- _ASSIGNMENT_
Convert the records below into a Markdown table with the columns Number and Content, one row per line. Skip blank lines and leave the pictures out.

== == ==

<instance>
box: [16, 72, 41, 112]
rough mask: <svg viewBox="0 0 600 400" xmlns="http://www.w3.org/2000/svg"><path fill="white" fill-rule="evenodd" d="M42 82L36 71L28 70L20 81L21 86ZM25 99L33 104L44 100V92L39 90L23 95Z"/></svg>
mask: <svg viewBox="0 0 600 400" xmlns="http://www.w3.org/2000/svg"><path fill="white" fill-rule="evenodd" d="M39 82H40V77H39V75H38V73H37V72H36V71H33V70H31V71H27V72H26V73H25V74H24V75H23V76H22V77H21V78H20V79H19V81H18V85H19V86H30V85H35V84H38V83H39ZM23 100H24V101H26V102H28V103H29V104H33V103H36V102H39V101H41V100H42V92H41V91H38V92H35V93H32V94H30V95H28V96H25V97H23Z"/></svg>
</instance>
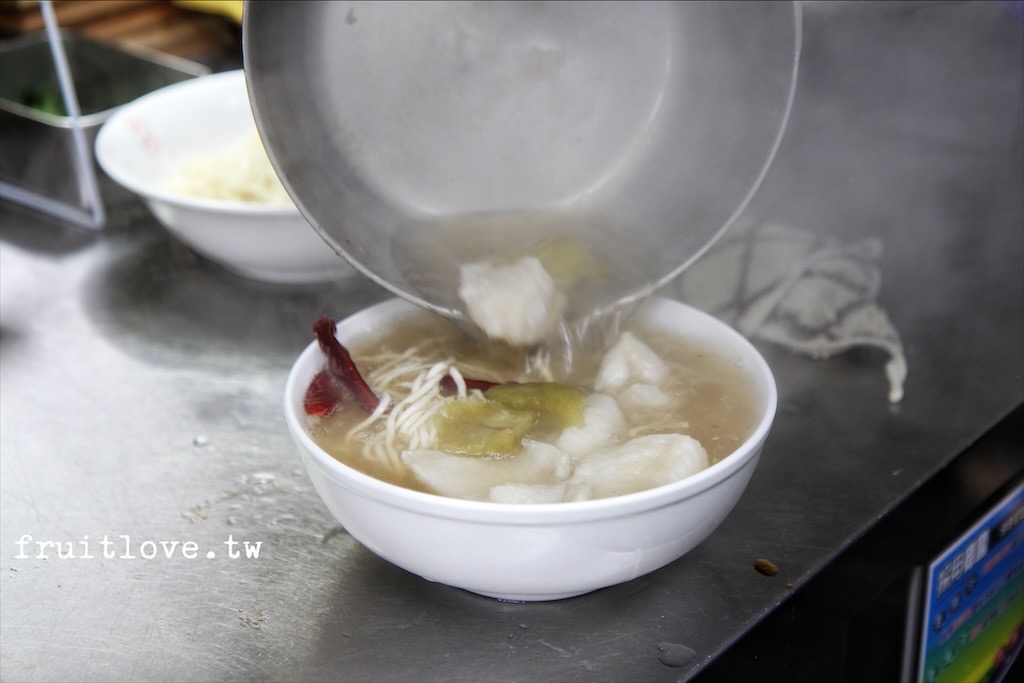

== == ==

- _OUTPUT OF THE EXERCISE_
| Number | Content |
|---|---|
| 1 | <instance> |
| 2 | box: [16, 72, 41, 112] |
| 3 | rough mask: <svg viewBox="0 0 600 400" xmlns="http://www.w3.org/2000/svg"><path fill="white" fill-rule="evenodd" d="M42 82L36 71L28 70L20 81L21 86ZM25 99L33 104L44 100V92L39 90L23 95Z"/></svg> |
| 4 | mask: <svg viewBox="0 0 600 400" xmlns="http://www.w3.org/2000/svg"><path fill="white" fill-rule="evenodd" d="M39 82H40V77H39V75H38V73H37V72H36V71H33V70H31V71H27V72H26V73H25V74H24V75H23V76H22V77H21V78H20V79H19V81H18V85H19V86H30V85H35V84H38V83H39ZM23 100H24V101H26V102H28V103H29V104H33V103H36V102H39V101H41V100H42V92H41V91H38V92H35V93H32V94H30V95H28V96H25V97H23Z"/></svg> |
| 5 | </instance> |